- Objective -
Rescale the items starting at the line that contains "the tan flank." and ending at the end of the items. Write out those lines again, requests included, with each answer coordinate multiplied by 2.6 and rounded to a whole number (halves up), leaving the requests and their sample coordinates unchanged and omitting the pictures.

- Position annotation records -
::::

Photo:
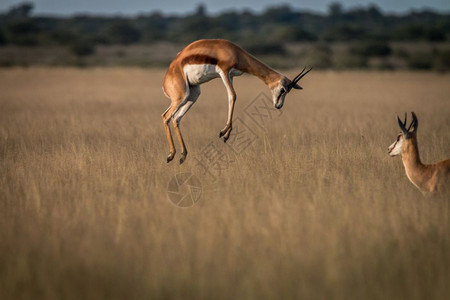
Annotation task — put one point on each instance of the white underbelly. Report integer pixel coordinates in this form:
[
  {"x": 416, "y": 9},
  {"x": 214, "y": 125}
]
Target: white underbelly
[{"x": 198, "y": 74}]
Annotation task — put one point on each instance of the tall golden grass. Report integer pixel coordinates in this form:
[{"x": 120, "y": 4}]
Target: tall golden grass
[{"x": 314, "y": 208}]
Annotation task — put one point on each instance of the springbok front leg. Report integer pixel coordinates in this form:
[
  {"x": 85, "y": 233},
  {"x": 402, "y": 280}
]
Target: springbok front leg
[
  {"x": 193, "y": 93},
  {"x": 228, "y": 82}
]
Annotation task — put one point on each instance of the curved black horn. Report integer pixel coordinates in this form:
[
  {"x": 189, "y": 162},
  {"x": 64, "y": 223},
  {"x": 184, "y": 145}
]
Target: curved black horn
[{"x": 299, "y": 76}]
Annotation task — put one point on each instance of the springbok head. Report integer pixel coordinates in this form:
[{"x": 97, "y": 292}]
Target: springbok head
[
  {"x": 284, "y": 86},
  {"x": 407, "y": 133}
]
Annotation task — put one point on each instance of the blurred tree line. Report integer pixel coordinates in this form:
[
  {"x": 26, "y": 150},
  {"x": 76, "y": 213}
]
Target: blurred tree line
[{"x": 367, "y": 30}]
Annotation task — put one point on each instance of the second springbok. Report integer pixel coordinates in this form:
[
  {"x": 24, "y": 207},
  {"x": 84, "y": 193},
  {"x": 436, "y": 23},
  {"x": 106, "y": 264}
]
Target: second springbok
[
  {"x": 433, "y": 178},
  {"x": 204, "y": 60}
]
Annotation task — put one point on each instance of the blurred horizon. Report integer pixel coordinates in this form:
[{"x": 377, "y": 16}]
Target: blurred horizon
[{"x": 178, "y": 7}]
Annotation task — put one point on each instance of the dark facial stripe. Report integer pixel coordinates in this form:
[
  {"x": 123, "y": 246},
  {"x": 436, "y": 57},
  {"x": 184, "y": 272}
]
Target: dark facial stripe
[{"x": 198, "y": 59}]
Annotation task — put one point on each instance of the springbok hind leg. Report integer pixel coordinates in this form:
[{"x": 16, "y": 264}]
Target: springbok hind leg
[
  {"x": 166, "y": 116},
  {"x": 228, "y": 82},
  {"x": 182, "y": 110}
]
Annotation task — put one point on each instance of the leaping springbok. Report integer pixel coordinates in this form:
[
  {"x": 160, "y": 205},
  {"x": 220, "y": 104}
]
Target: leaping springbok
[
  {"x": 434, "y": 178},
  {"x": 203, "y": 60}
]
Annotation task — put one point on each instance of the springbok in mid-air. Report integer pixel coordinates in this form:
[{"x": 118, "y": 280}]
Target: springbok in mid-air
[
  {"x": 203, "y": 60},
  {"x": 434, "y": 178}
]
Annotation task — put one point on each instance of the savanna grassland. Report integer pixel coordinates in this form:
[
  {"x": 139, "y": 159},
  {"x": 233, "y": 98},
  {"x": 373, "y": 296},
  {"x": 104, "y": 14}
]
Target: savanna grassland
[{"x": 312, "y": 208}]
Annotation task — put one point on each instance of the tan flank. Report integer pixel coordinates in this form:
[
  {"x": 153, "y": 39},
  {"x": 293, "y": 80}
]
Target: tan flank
[
  {"x": 433, "y": 178},
  {"x": 204, "y": 60}
]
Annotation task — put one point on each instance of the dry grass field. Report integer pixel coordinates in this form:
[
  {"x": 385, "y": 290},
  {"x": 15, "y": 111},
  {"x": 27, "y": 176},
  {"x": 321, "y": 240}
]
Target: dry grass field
[{"x": 310, "y": 207}]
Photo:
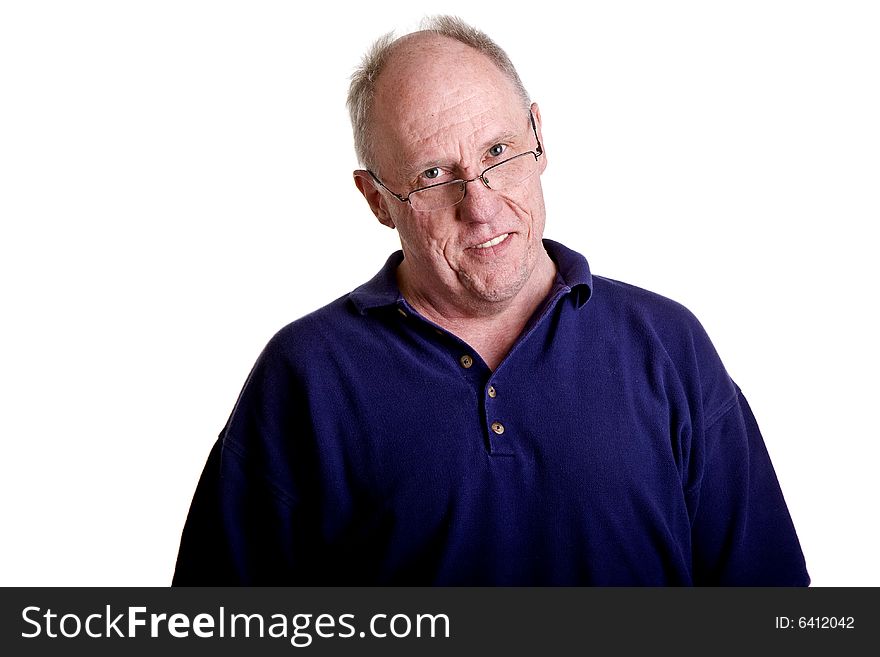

::::

- The reply -
Annotation task — put one point on each instance of the tan flank. Report integer pixel coordinates in this form:
[
  {"x": 153, "y": 39},
  {"x": 293, "y": 80}
]
Target: tan flank
[
  {"x": 1126, "y": 463},
  {"x": 530, "y": 156}
]
Annotation task — put one point on each instance of the dry grass field. Report integer pixel coordinates in this form:
[
  {"x": 385, "y": 290},
  {"x": 15, "y": 111},
  {"x": 27, "y": 176},
  {"x": 321, "y": 240}
]
Target: dry grass field
[{"x": 806, "y": 538}]
Photo:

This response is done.